╭─ Source excerpt

# The Vanishing/Exploding Gradients Problems

## Definitions:
- vanishing gradients: gradients get smaller and smaller as the algorithm progresses down to the lower layers (closer to input layer); as a result, the gradient descent update leaves the lower layers' connection weights virtually unchanged, and training never converges to a good solution
- exploding gradients: (generally surfaces in reurrent neural networks). It is when the gradients can grow bigger an bigger until layers get insanely large weight updates and the algorithm diverges


## Preface:
- The backpropagation algorithm works by going form the output layer to the input layer (foward feed then backward feed)
- After computing the gradient of the cost function with regard to each parameter in the network, the agorithm
- DNNs suffer from unstable gradients; different layres may learn at idely different speeds.
- Vanishing/exploding gradients were the reasons why DNNs were mostly abandoned in the early 2000s


## Problem: 
- Caused by a combination of logistic sigmoid activation function and the weight initialization technique that was most popular at the time (a gaussian distirbution with a mean of 0 and a std. dev of 1)
    - this activation function and initialization scheme caused the variance of the outputs of each layer to be must greater than the variance of its inputs
    - Going forward int he network, the variance (how far each number in the set is from the mean) keeps increasing after each laye runtil the activation function saturates at the top layers
    - the logistic function has a mean of 0.5, not 0, which makes it perform slightly worse than hyperbolic tangent (tanh) activation function
- In the logistic activation function when the inputs are large (negative or positive) the value is extremely close to 0 or 1 and the derivatives are extremely close to 0.
    - With such a large variance at the top layers (the ranges are far away from the mean of 0.5), there would basically be no gradient to propagate back through the network's lowest layer.
    - The small gradient that exists will keep getting diluted as backpropagation progresses down through the top layers, so nothing gets left for the lower layers (**thus vanishing**)

╰─
╭─ Given data

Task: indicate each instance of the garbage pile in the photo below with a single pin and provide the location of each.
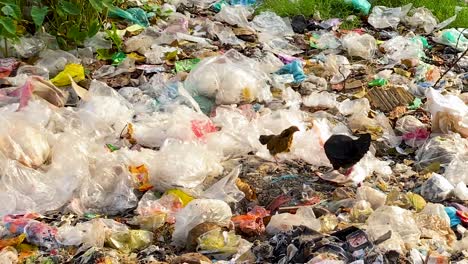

╰─

*Set exercise*. Rewrite the passage of the gradient notes between "- Vanishing/exploding gradients" and "std. dev of 1)", inclusive, putting "weight initialization method" in place of "weight initialization technique". The data above come from a separate source.

*Result for this task*.
- Vanishing/exploding gradients were the reasons why DNNs were mostly abandoned in the early 2000s


## Problem: 
- Caused by a combination of logistic sigmoid activation function and the weight initialization method that was most popular at the time (a gaussian distirbution with a mean of 0 and a std. dev of 1)